+++ Kaynak metin

Sezonlardır ekrana kilitlenmeli yaz dizisi göremediğimiz; beyaz camın alüvyondan bağımsız bir şekilde kuruyup çöle döndüğü, konunun Mecnun’un ya da Aslı’nın aşkının kenarından geçemediği verimsiz işler ile kuşatıldığımız şu günlerde yerli dizide beklediğim atak Fabrika Yapım’dan geldi. Haberi ilk aldığımdan beri ekranın yanında kendime ufak bir kamp alanı kurduğumu itiraf etmek zorundayım. Çünkü 4N1K ile tanışıklığım uzun yıllara dayanıyor. Ve kelimelerinin içinde kaybolmaktan çekinmediğim satırları her hafta izleme fikri beni hemen avucuna alıverdi. Yazarkuş Büşra Yılmaz’ın kanatları altından çıkıp kat ettiği yola tanık olmak istedim.
Fakat trikotajla hiçbir ilgisi olmayan kader** ağlarını ördü ve ben üç bölümün üçünü de kendi yayın saatinde izleyemedim. İlk başta kaçırdığım bölümlere üzülsem de sonrasında bu durumu lehime kullanıp üçüncüye, beşinciye izle; başa sar tekrar izle, o bölümü ilerlet izle, full hd 2048p izle diyerek açığı kapattım. Yani orada İLK BAKIŞ yazdığına aldanmayın, bir Barış’a ne kadar bakılabilirse o kadar ba. Öhhö öhhö! Yani bölümlere ne kadar bakılabilirse onun üç misli baktım. Bana göre artıları ve eksileri arasında hatırı sayılır farklar olsa da bunca yıllık Okurkuş’luk mesaimden dolayı kestirip atamadım. O yüzden alışın; gitmiyoruz; izliyoruz.

++++++
+++ Kayıt dökümü

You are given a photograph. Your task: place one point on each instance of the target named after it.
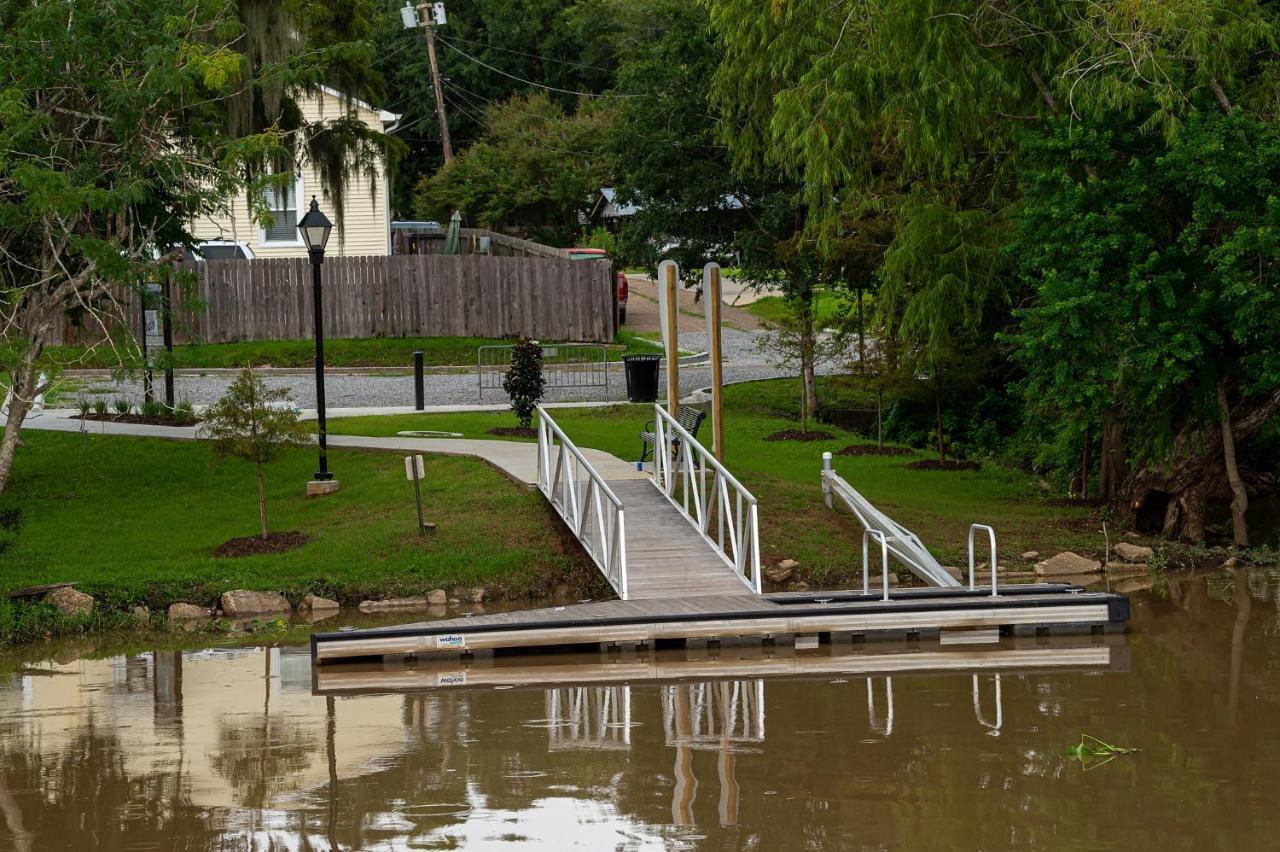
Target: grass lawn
(784, 476)
(828, 307)
(338, 352)
(133, 521)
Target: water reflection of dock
(716, 702)
(1022, 655)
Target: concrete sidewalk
(516, 461)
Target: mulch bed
(871, 449)
(146, 420)
(796, 435)
(935, 465)
(1073, 503)
(257, 545)
(513, 431)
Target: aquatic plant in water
(1091, 749)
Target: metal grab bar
(1000, 708)
(680, 468)
(991, 535)
(586, 503)
(867, 535)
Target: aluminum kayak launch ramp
(901, 543)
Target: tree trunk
(1239, 495)
(261, 499)
(22, 395)
(1194, 470)
(937, 411)
(807, 366)
(1084, 466)
(862, 334)
(1112, 467)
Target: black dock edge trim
(1116, 605)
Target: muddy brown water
(865, 746)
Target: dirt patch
(796, 435)
(871, 449)
(146, 420)
(935, 465)
(257, 545)
(513, 431)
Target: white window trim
(300, 211)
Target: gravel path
(359, 392)
(741, 363)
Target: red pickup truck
(620, 279)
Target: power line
(520, 53)
(528, 82)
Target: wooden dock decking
(666, 555)
(923, 612)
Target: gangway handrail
(597, 516)
(681, 465)
(991, 535)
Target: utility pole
(425, 15)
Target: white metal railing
(722, 507)
(584, 500)
(867, 567)
(991, 536)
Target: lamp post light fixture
(315, 229)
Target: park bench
(690, 420)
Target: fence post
(419, 389)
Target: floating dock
(526, 672)
(947, 614)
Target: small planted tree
(524, 383)
(250, 424)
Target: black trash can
(641, 378)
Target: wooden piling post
(671, 284)
(712, 293)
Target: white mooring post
(826, 482)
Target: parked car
(620, 278)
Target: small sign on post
(415, 470)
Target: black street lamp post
(315, 228)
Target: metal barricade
(565, 366)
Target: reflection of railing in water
(589, 717)
(1000, 708)
(885, 727)
(711, 715)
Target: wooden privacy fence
(392, 296)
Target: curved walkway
(515, 459)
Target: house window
(283, 204)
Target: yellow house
(365, 225)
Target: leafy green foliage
(1155, 279)
(534, 169)
(254, 424)
(524, 381)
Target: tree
(488, 51)
(534, 169)
(524, 381)
(1156, 288)
(122, 123)
(255, 424)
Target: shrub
(524, 383)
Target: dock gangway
(686, 528)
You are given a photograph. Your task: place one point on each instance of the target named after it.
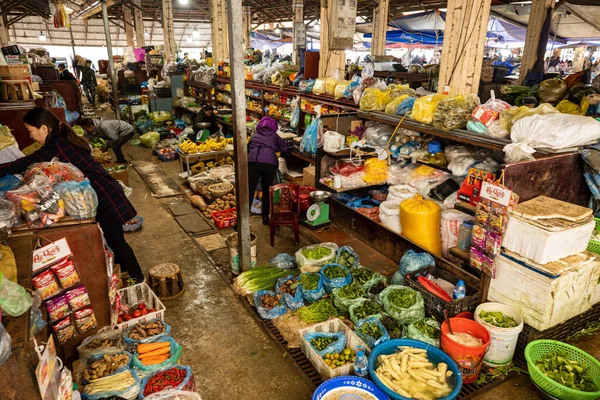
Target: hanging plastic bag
(424, 108)
(370, 340)
(403, 304)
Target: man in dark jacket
(88, 81)
(263, 161)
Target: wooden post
(168, 31)
(138, 21)
(247, 26)
(537, 18)
(238, 104)
(219, 30)
(298, 8)
(332, 62)
(464, 45)
(380, 20)
(128, 27)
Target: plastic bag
(374, 100)
(412, 332)
(80, 198)
(405, 107)
(149, 139)
(424, 108)
(283, 261)
(297, 300)
(188, 382)
(266, 313)
(552, 90)
(411, 261)
(408, 315)
(334, 348)
(14, 300)
(313, 295)
(454, 112)
(314, 265)
(368, 339)
(174, 356)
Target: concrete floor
(230, 354)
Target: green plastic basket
(594, 245)
(539, 348)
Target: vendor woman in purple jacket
(263, 162)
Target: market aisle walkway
(231, 356)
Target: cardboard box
(308, 176)
(14, 72)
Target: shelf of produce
(456, 135)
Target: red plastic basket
(229, 220)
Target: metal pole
(110, 60)
(238, 103)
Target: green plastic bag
(412, 332)
(14, 300)
(413, 309)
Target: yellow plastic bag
(420, 221)
(374, 100)
(392, 105)
(424, 108)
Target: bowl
(434, 354)
(348, 382)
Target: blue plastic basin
(434, 354)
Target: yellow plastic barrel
(420, 221)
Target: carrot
(155, 360)
(159, 352)
(146, 347)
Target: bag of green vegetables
(348, 295)
(426, 330)
(312, 258)
(403, 304)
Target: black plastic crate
(435, 306)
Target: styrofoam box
(135, 294)
(545, 298)
(542, 246)
(331, 326)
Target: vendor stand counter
(17, 376)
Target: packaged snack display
(58, 308)
(77, 298)
(85, 320)
(45, 284)
(66, 273)
(64, 330)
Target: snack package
(58, 308)
(77, 298)
(66, 273)
(45, 284)
(64, 330)
(85, 319)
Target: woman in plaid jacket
(114, 209)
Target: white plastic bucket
(504, 340)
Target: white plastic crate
(331, 326)
(135, 294)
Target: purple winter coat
(265, 143)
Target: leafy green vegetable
(361, 275)
(335, 271)
(428, 329)
(570, 373)
(319, 311)
(497, 318)
(309, 281)
(351, 291)
(403, 298)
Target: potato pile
(224, 203)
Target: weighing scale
(317, 215)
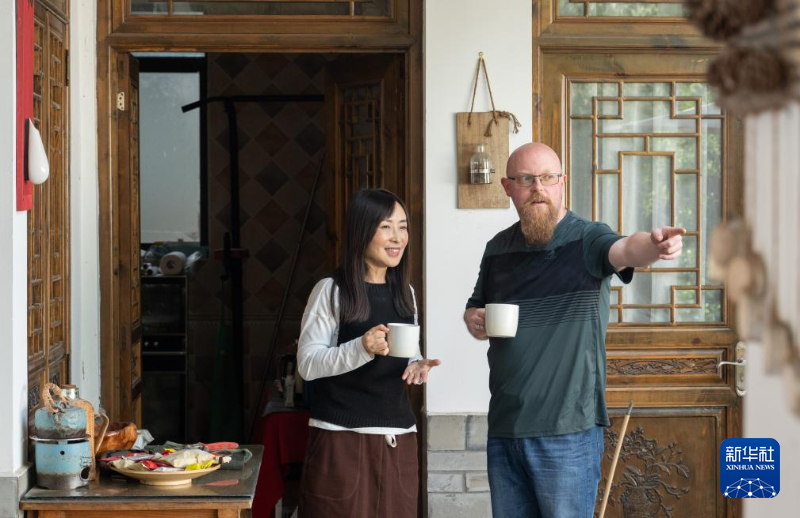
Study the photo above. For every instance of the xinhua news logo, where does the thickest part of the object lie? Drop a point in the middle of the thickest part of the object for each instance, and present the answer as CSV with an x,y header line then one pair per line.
x,y
750,468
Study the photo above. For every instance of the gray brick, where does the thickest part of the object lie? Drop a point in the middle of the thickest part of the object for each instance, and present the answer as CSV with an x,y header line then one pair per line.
x,y
477,482
464,505
445,482
457,461
446,432
12,488
477,432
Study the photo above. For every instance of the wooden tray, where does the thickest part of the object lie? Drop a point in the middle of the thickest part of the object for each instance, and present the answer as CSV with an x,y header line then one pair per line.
x,y
166,478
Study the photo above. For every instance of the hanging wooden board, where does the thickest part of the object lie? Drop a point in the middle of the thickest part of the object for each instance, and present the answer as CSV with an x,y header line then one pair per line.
x,y
485,196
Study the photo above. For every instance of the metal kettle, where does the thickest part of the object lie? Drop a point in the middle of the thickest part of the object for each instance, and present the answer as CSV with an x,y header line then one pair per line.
x,y
59,419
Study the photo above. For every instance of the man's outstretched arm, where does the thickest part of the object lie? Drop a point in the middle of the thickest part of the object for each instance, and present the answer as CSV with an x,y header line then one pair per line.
x,y
645,248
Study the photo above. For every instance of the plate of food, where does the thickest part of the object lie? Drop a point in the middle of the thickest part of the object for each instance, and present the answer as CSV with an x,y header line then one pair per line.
x,y
165,478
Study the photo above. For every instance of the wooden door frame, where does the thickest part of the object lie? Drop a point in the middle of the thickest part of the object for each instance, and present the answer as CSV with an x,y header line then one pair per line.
x,y
670,40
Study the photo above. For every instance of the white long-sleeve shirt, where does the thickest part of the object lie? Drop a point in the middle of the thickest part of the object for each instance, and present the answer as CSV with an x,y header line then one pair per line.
x,y
319,357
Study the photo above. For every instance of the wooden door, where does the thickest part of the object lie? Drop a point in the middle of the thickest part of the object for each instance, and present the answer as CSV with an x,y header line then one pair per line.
x,y
48,220
365,137
644,144
125,394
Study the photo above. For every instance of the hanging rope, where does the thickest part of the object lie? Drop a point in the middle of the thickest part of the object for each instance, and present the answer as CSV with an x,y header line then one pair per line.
x,y
495,113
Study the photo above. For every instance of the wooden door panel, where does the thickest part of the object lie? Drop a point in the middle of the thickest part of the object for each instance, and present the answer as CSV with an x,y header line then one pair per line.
x,y
48,220
365,138
662,351
669,458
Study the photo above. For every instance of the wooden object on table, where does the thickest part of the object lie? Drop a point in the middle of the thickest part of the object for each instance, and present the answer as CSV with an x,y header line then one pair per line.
x,y
90,431
615,459
120,436
222,494
469,135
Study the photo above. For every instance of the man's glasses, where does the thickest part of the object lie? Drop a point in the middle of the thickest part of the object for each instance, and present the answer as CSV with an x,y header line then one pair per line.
x,y
526,180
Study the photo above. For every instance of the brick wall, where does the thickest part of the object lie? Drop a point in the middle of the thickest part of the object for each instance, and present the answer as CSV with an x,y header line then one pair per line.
x,y
458,484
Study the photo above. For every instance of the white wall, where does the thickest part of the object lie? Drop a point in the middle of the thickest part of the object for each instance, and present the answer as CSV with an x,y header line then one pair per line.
x,y
455,31
13,267
85,361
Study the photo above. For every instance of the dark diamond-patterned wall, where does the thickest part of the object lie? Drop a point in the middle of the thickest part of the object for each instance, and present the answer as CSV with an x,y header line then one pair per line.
x,y
280,145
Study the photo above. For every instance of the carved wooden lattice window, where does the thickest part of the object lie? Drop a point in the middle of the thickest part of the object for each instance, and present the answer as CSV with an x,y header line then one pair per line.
x,y
362,137
625,8
336,8
645,154
48,221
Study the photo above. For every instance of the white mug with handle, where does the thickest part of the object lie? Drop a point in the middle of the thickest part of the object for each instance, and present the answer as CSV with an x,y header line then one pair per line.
x,y
502,320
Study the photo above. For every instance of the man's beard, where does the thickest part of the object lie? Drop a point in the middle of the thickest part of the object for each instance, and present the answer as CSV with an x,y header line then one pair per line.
x,y
538,225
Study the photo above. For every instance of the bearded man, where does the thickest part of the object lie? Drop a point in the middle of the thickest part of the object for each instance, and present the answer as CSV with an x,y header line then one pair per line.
x,y
548,408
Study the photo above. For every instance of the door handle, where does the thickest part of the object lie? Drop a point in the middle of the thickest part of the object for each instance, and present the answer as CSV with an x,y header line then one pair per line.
x,y
739,365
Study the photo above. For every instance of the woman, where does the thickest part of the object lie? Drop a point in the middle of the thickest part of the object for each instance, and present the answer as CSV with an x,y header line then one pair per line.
x,y
361,459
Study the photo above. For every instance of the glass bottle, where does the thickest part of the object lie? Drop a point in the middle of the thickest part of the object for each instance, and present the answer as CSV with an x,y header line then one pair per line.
x,y
480,166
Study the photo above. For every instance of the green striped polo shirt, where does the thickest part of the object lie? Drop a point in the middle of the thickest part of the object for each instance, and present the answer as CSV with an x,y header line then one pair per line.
x,y
549,379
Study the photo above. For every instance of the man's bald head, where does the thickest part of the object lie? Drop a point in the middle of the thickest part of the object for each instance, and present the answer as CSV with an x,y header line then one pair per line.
x,y
533,158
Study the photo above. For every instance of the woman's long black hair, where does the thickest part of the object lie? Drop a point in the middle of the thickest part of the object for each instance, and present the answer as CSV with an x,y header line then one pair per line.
x,y
368,209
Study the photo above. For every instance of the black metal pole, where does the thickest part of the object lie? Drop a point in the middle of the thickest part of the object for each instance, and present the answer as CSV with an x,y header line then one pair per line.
x,y
237,304
279,320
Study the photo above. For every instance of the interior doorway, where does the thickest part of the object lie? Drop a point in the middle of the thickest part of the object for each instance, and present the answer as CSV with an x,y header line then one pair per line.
x,y
243,163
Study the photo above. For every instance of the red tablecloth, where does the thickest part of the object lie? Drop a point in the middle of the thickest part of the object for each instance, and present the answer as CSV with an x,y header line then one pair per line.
x,y
284,436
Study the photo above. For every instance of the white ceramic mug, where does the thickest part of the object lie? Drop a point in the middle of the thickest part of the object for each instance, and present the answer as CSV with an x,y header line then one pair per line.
x,y
403,340
501,320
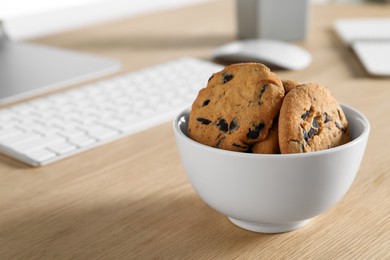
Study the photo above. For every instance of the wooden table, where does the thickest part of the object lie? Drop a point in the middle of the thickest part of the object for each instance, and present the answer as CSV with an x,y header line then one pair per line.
x,y
130,199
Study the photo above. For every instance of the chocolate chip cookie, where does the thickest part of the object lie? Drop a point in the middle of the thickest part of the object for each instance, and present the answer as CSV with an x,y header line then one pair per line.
x,y
289,85
271,144
237,108
311,119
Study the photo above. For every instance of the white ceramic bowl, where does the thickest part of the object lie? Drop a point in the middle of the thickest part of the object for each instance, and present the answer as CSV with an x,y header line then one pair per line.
x,y
272,193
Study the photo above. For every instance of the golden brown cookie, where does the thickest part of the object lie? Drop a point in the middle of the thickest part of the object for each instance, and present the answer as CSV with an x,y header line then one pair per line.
x,y
237,108
311,119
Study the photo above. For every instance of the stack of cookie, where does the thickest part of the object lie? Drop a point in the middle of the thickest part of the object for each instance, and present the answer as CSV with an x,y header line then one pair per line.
x,y
248,108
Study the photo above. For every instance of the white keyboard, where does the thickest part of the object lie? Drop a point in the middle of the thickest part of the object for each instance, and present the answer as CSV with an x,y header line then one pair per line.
x,y
57,126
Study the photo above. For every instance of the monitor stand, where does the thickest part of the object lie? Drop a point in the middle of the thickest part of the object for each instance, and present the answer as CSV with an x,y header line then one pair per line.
x,y
28,69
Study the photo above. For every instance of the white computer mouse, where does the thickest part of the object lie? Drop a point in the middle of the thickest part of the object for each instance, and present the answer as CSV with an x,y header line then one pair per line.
x,y
273,53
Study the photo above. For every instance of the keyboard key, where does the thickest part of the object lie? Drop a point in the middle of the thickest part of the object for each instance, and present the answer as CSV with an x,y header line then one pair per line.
x,y
41,155
62,148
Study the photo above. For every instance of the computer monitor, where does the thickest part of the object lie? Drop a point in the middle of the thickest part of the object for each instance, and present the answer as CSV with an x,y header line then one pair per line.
x,y
28,69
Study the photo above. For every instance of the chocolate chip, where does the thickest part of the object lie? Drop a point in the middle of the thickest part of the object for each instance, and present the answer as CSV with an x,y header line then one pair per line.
x,y
227,77
212,76
315,123
219,142
254,133
263,89
305,135
233,125
203,121
305,115
240,146
328,118
223,125
206,102
312,132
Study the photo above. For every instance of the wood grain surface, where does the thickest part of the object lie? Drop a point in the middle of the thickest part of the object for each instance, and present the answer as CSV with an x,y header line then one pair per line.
x,y
130,199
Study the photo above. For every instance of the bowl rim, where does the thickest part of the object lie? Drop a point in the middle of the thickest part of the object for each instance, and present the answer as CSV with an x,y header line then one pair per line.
x,y
358,139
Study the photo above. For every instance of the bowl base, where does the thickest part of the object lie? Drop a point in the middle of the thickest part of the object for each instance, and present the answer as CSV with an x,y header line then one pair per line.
x,y
268,227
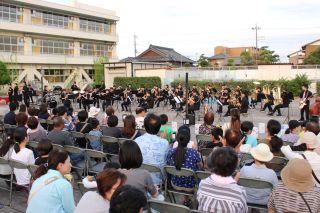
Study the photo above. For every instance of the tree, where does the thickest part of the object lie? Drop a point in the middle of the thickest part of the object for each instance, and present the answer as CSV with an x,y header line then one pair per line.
x,y
246,58
4,74
267,56
313,58
99,69
203,61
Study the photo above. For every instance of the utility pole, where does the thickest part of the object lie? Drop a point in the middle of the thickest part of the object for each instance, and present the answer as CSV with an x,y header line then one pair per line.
x,y
135,44
256,28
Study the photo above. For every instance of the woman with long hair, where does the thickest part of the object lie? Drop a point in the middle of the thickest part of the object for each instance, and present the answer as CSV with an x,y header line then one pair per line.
x,y
50,191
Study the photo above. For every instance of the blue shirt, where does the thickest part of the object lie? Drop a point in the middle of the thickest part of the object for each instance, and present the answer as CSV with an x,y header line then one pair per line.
x,y
154,150
95,144
55,197
192,158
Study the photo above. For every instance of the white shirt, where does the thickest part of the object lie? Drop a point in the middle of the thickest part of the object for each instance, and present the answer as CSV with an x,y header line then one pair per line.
x,y
312,157
25,156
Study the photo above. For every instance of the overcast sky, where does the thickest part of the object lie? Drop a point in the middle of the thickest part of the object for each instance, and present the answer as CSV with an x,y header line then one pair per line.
x,y
194,27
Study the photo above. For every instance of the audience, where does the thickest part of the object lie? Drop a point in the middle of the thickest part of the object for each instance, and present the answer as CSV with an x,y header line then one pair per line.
x,y
107,182
154,148
127,199
258,170
220,192
297,191
57,192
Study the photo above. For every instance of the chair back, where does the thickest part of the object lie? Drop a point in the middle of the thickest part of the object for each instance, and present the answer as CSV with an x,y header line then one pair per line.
x,y
166,207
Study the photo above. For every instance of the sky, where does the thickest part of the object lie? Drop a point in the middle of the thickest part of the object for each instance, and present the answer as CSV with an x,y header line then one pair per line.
x,y
196,27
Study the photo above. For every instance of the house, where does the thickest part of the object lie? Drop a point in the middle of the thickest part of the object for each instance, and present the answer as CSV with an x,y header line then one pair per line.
x,y
157,54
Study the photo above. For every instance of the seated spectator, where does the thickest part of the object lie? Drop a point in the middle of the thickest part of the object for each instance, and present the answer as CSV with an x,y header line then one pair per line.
x,y
43,149
34,133
58,135
22,154
107,182
297,191
165,127
140,112
68,125
95,144
183,157
83,127
10,117
127,199
220,192
246,128
310,139
292,133
129,128
57,196
154,148
258,170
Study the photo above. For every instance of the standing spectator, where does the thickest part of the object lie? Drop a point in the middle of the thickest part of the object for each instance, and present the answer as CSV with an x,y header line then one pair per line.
x,y
22,154
56,194
258,170
153,148
220,192
297,191
107,182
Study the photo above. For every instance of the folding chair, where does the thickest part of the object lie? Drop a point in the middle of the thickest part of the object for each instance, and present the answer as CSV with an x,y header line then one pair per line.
x,y
165,207
255,184
92,165
169,190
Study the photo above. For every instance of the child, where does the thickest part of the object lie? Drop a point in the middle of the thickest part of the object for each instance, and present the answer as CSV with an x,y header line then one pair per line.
x,y
164,121
95,144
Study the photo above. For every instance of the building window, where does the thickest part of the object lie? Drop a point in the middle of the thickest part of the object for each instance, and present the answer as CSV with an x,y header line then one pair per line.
x,y
50,19
12,44
56,75
52,47
95,26
10,13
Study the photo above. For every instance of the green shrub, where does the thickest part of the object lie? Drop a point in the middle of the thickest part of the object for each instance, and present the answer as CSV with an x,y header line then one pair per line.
x,y
137,82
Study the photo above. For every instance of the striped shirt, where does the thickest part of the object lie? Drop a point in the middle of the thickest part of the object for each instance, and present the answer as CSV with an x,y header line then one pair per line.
x,y
283,199
220,195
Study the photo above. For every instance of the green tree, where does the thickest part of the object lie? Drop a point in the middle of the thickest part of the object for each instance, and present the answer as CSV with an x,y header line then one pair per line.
x,y
246,58
267,56
4,74
98,67
313,58
203,61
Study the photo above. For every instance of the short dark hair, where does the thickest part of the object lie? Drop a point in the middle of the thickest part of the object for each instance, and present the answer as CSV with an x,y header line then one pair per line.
x,y
112,121
12,106
246,126
233,137
82,116
217,132
152,124
32,122
127,199
274,127
224,161
130,156
163,119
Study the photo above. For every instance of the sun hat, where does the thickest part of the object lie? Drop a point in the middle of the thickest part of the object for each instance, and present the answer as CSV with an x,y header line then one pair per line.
x,y
93,112
310,139
262,153
297,175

++++++

* _Görev listesi_
1 - Kaynak metnin "Sezonlardır ekrana kilitlenmeli" ile başlayıp "tanık olmak istedim." ile biten kısmını, aradaki her şeyle birlikte hiç değiştirmeden yazın.
2 - Kayıtlarda "pole" dizgesini içeren satırları sayın ve yalnızca bu sayıyı verin.
Bu kayıtların kaynak metinle hiçbir bağlantısı yoktur.

* _Görev çıktıları_
1 -
Sezonlardır ekrana kilitlenmeli yaz dizisi göremediğimiz; beyaz camın alüvyondan bağımsız bir şekilde kuruyup çöle döndüğü, konunun Mecnun’un ya da Aslı’nın aşkının kenarından geçemediği verimsiz işler ile kuşatıldığımız şu günlerde yerli dizide beklediğim atak Fabrika Yapım’dan geldi. Haberi ilk aldığımdan beri ekranın yanında kendime ufak bir kamp alanı kurduğumu itiraf etmek zorundayım. Çünkü 4N1K ile tanışıklığım uzun yıllara dayanıyor. Ve kelimelerinin içinde kaybolmaktan çekinmediğim satırları her hafta izleme fikri beni hemen avucuna alıverdi. Yazarkuş Büşra Yılmaz’ın kanatları altından çıkıp kat ettiği yola tanık olmak istedim.

2 - 4